▸ **PASSAGE GIVEN**
******

Frank Dikötter answered that problem by rejecting the familiar image of a popular agrarian movement steadily rising against a doomed Nationalist state. His argument was that the Communist victory was not inevitable, not primarily ideological, and not well described as a simple victory of land reform. It depended on a sequence of contingencies: Soviet sponsorship from the beginning, Japanese destruction of the Republic’s strategic position after 1937, Soviet creation of a Manchurian sanctuary in 1945, American insistence on coalition and truce in 1946, and the Communist Party’s willingness to use coercion, forced conscription, starvation, and attritional war.

The scale of the party is central to that argument. In 1921, Dikötter said, the first Communist gathering in Shanghai involved about 12 men representing roughly 50 people. In 1929, in Wuxi, a city where about 100,000 workers were alerted to shifts by steam whistles and electric sirens, there were 25 Communist Party members. Before Chiang Kai-shek’s 1927 break with the Communists, Zhejiang province, “the size of France,” had no more than 2,800 Communists — about one in 7,700 people. By 1936, after 15 years, the party had roughly 40,000 followers in a country of about half a billion.

40,000
approximate Communist followers in China by 1936, in Dikötter’s account

Dikötter compared the Chinese Communists not with a mass national party, but with marginal organizations. In the 1930s, he said, they were “about the same size as some local religious sect, a secret society, a local gang of bandits.” The standard historiography, in his view, exaggerates their stature by treating the period as a fight between two roughly equivalent national forces: Communists and Nationalists. That equivalence, he argued, did not exist in the 1920s or most of the 1930s.

The international comparisons were meant to sharpen the point. In Portugal under Salazar in 1934, he said, roughly one in 250 or 280 people belonged to the Communist Party. In Gansu province in 1940, the Chinese ratio was one in 25,000. Even using what he called inflated Comintern figures for China in 1940, the ratio was about one in 1,700, roughly comparable to Communist Party support in the United States. His summary was blunt: few countries were “so unattuned to the ideology of communism” as China.

******

▸ **INFORMATION SUPPLIED**

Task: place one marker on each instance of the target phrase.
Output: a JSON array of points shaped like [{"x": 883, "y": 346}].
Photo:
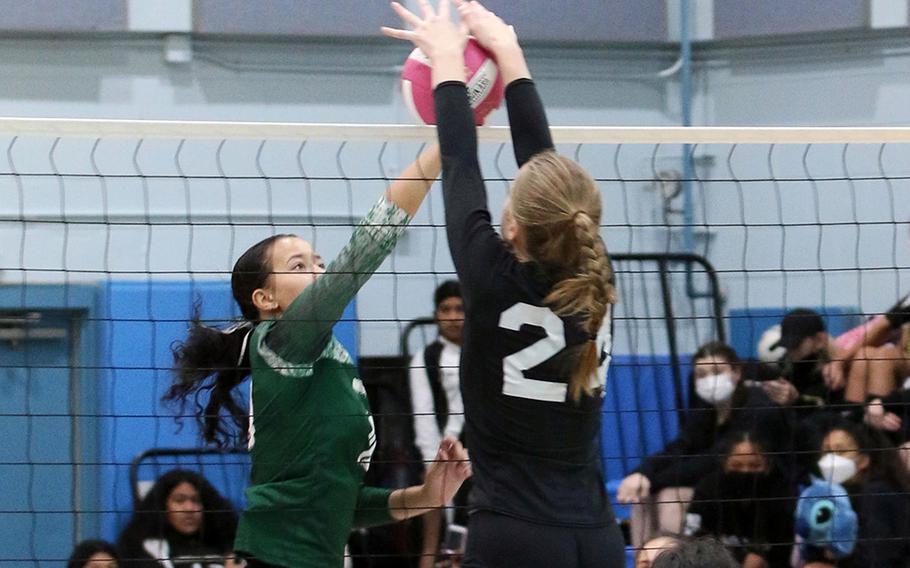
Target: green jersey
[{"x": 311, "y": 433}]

******

▸ **WHAT YOU NEED TO DO**
1) Answer each question from the passage on Dikötter's argument.
(a) How many Communist Party members were in Wuxi in 1929?
(b) What ratio of party membership does the passage give for Gansu province in 1940?
(c) What Soviet action in 1945 appears among the contingencies listed?
2) Decide whether each statement agrees with the passage on Dikötter's argument.
(a) The first Communist gathering in Shanghai involved about 12 men.
(b) Dikötter holds that the Communists and Nationalists were two roughly equivalent national forces in the 1920s.
(c) Dikötter describes the Communist victory as primarily ideological.
3) Copy verbatim the portion of the passage on Dikötter's argument between "Frank Dikötter answered" and "and attritional war.", inclusive.

▸ **SOLUTIONS FOR EACH TASK**
1)
(a) 25
(b) One in 25,000
(c) The Soviet creation of a Manchurian sanctuary

2)
(a) Yes: "the first Communist gathering in Shanghai involved about 12 men representing roughly 50 people"
(b) No: "That equivalence, he argued, did not exist in the 1920s or most of the 1930s."
(c) No: "not inevitable, not primarily ideological"

3)
Frank Dikötter answered that problem by rejecting the familiar image of a popular agrarian movement steadily rising against a doomed Nationalist state. His argument was that the Communist victory was not inevitable, not primarily ideological, and not well described as a simple victory of land reform. It depended on a sequence of contingencies: Soviet sponsorship from the beginning, Japanese destruction of the Republic’s strategic position after 1937, Soviet creation of a Manchurian sanctuary in 1945, American insistence on coalition and truce in 1946, and the Communist Party’s willingness to use coercion, forced conscription, starvation, and attritional war.